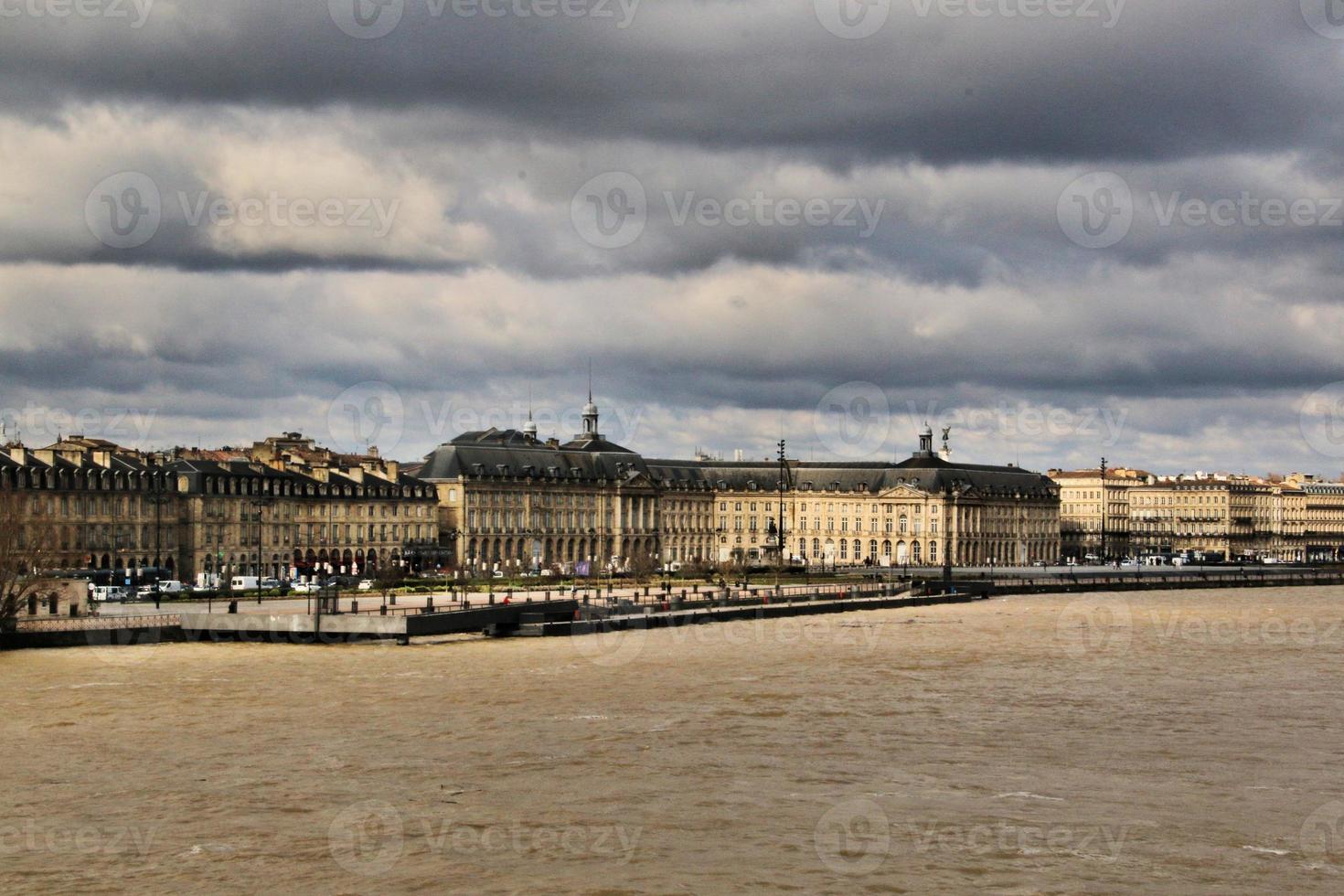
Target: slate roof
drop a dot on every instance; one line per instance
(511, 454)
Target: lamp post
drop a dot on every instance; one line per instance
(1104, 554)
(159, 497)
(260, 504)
--------
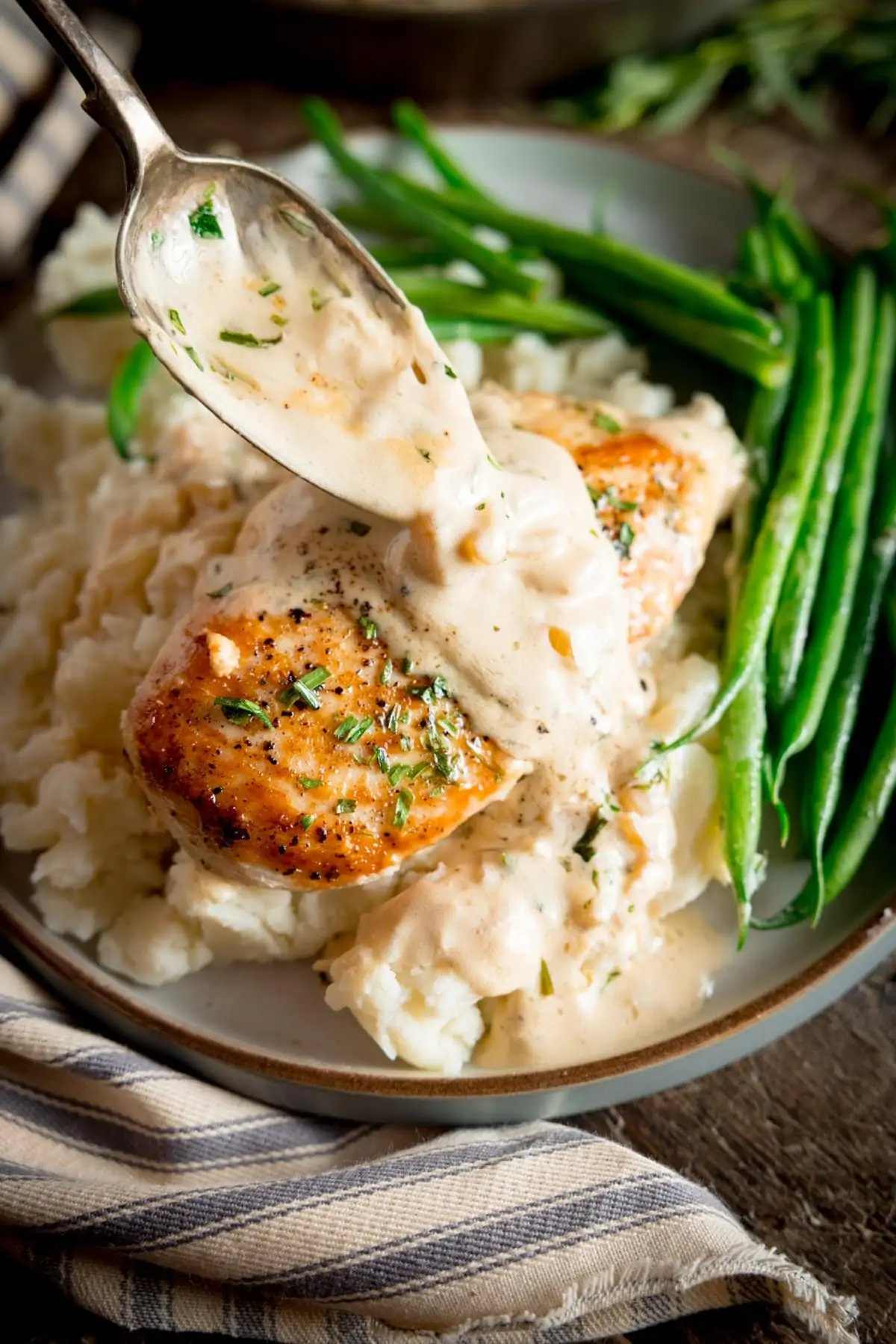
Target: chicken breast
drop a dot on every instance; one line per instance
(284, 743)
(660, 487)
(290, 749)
--------
● Task requirements: In the records above, collect each line with "Target".

● Solved exercise:
Target: slate roof
Target: lamp post
Target: chicken breast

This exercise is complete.